- Фрагмент текста -
#####

АНТУАН ФРАНСУА МОЭЛЬ, бывший заместитель прокурора Коммуны при судах муниципальной исправительной полиции, показывает, что трижды находился на дежурстве в Тампле: один раз подле Людовика Капета, и два раза подле членов его семьи; он не заметил ничего особенного, кроме обычного у женщин внимания к человеку, которого видишь впервые; он вернулся туда снова в марте сего года. Там играли в разные игры, и заключенные приходили иногда посмотреть на игру, но никогда не разговаривали; короче, он решительно заявляет, что никогда не имел никаких тесных отношений с обвиняемой во время своего дежурства в Тампле.
ПРЕДСЕДАТЕЛЬ, обращаясь к обвиняемой. — У вас есть какие-нибудь замечания по поводу показаний свидетеля?
ОБВИНЯЕМАЯ. — Я должна заметить, что никогда не имела бесед со свидетелем.
Заслушивают другого свидетеля.
РЕНЕ СЕВЕН, в замужестве ШОМЕТТ, показывает, что она знает обвиняемую вот уже шесть лет, поскольку состояла у нее на службе в качестве младшей горничной; однако ей неизвестен ни один из фактов, приведенных в обвинительном заключении, если не считать того, что десятого августа она видела, как король проводил смотр швейцарских гвардейцев. По ее словам, это все, что она знает.
ПРЕДСЕДАТЕЛЬ, обращаясь к свидетельнице. — Были ли вы во дворце в момент отъезда королевской семьи в Варенн?
СВИДЕТЕЛЬНИЦА. — Да, но я ничего об этом не знала.
ПРЕДСЕДАТЕЛЬ. — В какой части дворца вы ночевали?
СВИДЕТЕЛЬНИЦА. — В конце павильона Флоры.
ПРЕДСЕДАТЕЛЬ. — Слышали ли вы в ночь с девятого на десятое августа гул набата и сигнал общей тревоги?
СВИДЕТЕЛЬНИЦА. — Нет, я спала под самой крышей.
ПРЕДСЕДАТЕЛЬ. — Как?! Вы спали под самой крышей и не слышали набата?
СВИДЕТЕЛЬНИЦА. — Да, я была больна.
ПРЕДСЕДАТЕЛЬ. — А как же тогда вы оказались на королевском смотре?
СВИДЕТЕЛЬНИЦА. — Я была на ногах с шести часов утра.
ПРЕДСЕДАТЕЛЬ. — Как?! Вы были больны и встали в шесть часов утра!

#####

- Что требуется -
Процитируйте отрывок из приведенных выше показаний свидетелей: начните с места, где стоят слова «Заслушивают другого свидетеля.», и завершите цитату после слов «что она знает.».

- Хранимые данные -
#####

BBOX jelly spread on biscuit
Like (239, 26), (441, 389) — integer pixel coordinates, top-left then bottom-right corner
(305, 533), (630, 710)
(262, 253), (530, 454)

#####

- Решение задачи -
Заслушивают другого свидетеля.
РЕНЕ СЕВЕН, в замужестве ШОМЕТТ, показывает, что она знает обвиняемую вот уже шесть лет, поскольку состояла у нее на службе в качестве младшей горничной; однако ей неизвестен ни один из фактов, приведенных в обвинительном заключении, если не считать того, что десятого августа она видела, как король проводил смотр швейцарских гвардейцев. По ее словам, это все, что она знает.